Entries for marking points

━━━━━━

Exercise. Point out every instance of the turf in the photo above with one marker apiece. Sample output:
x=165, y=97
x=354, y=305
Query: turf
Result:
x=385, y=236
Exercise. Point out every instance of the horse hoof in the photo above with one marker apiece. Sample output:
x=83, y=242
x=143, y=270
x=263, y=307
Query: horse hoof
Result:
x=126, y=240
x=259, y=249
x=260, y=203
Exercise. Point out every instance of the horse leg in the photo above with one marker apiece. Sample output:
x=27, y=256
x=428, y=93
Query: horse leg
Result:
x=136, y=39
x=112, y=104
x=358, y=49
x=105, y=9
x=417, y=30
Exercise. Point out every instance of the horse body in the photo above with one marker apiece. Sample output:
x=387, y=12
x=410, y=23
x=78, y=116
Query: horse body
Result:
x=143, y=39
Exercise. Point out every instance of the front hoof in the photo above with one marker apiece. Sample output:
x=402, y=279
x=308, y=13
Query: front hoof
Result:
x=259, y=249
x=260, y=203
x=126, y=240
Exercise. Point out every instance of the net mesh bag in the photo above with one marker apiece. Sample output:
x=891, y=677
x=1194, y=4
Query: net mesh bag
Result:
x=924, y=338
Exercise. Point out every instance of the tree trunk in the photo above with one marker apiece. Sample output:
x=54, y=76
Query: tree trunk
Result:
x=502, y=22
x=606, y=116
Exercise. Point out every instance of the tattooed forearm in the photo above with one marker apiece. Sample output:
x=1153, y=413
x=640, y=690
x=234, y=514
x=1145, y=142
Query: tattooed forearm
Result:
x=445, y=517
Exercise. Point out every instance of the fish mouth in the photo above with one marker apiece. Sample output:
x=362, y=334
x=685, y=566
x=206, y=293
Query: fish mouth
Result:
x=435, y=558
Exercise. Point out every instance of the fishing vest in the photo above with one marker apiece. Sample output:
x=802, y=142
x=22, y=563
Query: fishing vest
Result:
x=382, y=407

━━━━━━

Exercise aim: Rewrite the entries starting at the line that contains "Exercise. Point out every instance of the horse leg" and ending at the last entry, swapping "Query" for "Target" and keeping everything else the same.

Completed exercise:
Exercise. Point out every instance of the horse leg in the photo above with one marker apiece. Sample output:
x=27, y=256
x=428, y=93
Target: horse leg
Result:
x=136, y=39
x=112, y=104
x=358, y=49
x=105, y=9
x=417, y=30
Exercise. Point out every instance of the horse body in the photo above with one marker apiece. Sample output:
x=387, y=12
x=410, y=23
x=78, y=116
Target: horse body
Result:
x=143, y=39
Exercise. Point out every instance of the front hoof in the photo above with one marker apiece. Sample output:
x=402, y=279
x=308, y=13
Target: front hoof
Result:
x=259, y=249
x=260, y=203
x=126, y=240
Exercise. Point out every instance of the net mesh bag in the photo above with one marker apiece. Sample output:
x=891, y=677
x=1194, y=4
Target: net mesh bag
Result:
x=924, y=338
Exercise. Point out every instance of the tree trunk in the photo above with one marker apiece. Sample output:
x=54, y=76
Target: tree trunk
Result:
x=502, y=22
x=606, y=116
Exercise. Point out every instance of the tattooed forearm in the photo above with one marker apiece. Sample output:
x=1153, y=413
x=640, y=690
x=234, y=514
x=1145, y=142
Target: tattooed forearm
Result:
x=445, y=517
Exercise. Point out every instance of the fish mouth in the photo above with one marker apiece. Sample output:
x=362, y=334
x=685, y=566
x=206, y=293
Target: fish mouth
Result:
x=435, y=558
Exercise. Point out every instance of the fishing vest in the photo above with one marker apiece. Sample output:
x=802, y=142
x=22, y=563
Target: fishing vest
Result:
x=382, y=407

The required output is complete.